(Records begins)

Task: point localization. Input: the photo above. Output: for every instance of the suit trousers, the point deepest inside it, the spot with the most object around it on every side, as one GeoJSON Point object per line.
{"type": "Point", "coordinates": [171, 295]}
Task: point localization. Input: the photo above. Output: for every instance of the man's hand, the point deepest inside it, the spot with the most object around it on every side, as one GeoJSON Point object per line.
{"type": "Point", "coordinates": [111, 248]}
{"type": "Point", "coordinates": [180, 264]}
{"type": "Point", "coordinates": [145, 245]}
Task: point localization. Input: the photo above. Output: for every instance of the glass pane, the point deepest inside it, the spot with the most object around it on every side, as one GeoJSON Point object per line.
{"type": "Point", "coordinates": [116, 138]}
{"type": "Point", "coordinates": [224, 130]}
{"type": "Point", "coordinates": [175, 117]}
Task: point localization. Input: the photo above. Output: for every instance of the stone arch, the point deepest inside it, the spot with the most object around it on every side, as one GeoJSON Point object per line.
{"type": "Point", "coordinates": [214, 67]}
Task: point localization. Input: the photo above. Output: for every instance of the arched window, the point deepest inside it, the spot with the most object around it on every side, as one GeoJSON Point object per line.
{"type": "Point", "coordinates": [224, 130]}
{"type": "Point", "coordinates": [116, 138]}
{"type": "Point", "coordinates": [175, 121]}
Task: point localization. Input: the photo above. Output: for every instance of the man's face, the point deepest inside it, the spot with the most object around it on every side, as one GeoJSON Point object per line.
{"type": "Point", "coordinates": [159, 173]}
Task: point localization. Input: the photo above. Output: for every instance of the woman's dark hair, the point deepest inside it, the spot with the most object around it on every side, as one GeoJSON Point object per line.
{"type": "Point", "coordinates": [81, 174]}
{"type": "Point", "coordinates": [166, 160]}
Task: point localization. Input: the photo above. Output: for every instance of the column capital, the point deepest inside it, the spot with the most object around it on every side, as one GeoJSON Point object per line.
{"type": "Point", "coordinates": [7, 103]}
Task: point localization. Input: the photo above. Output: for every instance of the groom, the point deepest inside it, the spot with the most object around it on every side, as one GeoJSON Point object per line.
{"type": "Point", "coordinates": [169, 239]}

(Records ends)

Each of the entries must be written out again exactly.

### Task output:
Task: point localization. Input: the photo above. Output: for every instance of the suit trousers, the point deepest inside it, the spot with the most object around it on every side, as one GeoJSON Point object per line.
{"type": "Point", "coordinates": [171, 295]}
Task: point localization. Input: the photo above. Output: for every instance of the man's hand, the point deepest inside it, the spot with the most object around it on every side, as one GeoJSON Point object per line.
{"type": "Point", "coordinates": [111, 248]}
{"type": "Point", "coordinates": [180, 264]}
{"type": "Point", "coordinates": [145, 245]}
Task: point localization. Input: the photo above. Output: for every instance of the glass pane, the point deepest inside it, the spot with the most object around it on every side, as one GeoJSON Point object per line.
{"type": "Point", "coordinates": [116, 138]}
{"type": "Point", "coordinates": [224, 130]}
{"type": "Point", "coordinates": [175, 117]}
Task: point localization. Input: the photo above. Output: for every instance of the stone arch, the point deepest inside it, the spot with the most object around it on every side, as one GeoJSON Point object per line.
{"type": "Point", "coordinates": [214, 67]}
Task: point localization. Input: the photo above. Output: for every instance of the arched window, the point deepest inside it, the spot with the most object around it on every side, as one GeoJSON Point object per line.
{"type": "Point", "coordinates": [224, 130]}
{"type": "Point", "coordinates": [116, 138]}
{"type": "Point", "coordinates": [175, 121]}
Task: point localization. Input: the photo above. Output: for every instance of the man's face, the point deepest inside it, the spot with the most object around it on every side, as one GeoJSON Point object per line.
{"type": "Point", "coordinates": [159, 173]}
Task: point localization. Input: the photo above. Output: for every instance of the woman's dark hair, the point deepest inside it, the spot with the most object around it on every side, as one GeoJSON Point object per line.
{"type": "Point", "coordinates": [81, 174]}
{"type": "Point", "coordinates": [166, 160]}
Task: point localization. Input: the photo above. Output: for every instance of the column capital, the point deepest inside it, the spot with the most object around it on every side, as one GeoJSON Point object per line.
{"type": "Point", "coordinates": [7, 103]}
Task: point localization. Input: the photo above. Output: for every instance of the groom, the point deepest inside it, the spot with the most object around it on every side, as one GeoJSON Point object per line.
{"type": "Point", "coordinates": [169, 239]}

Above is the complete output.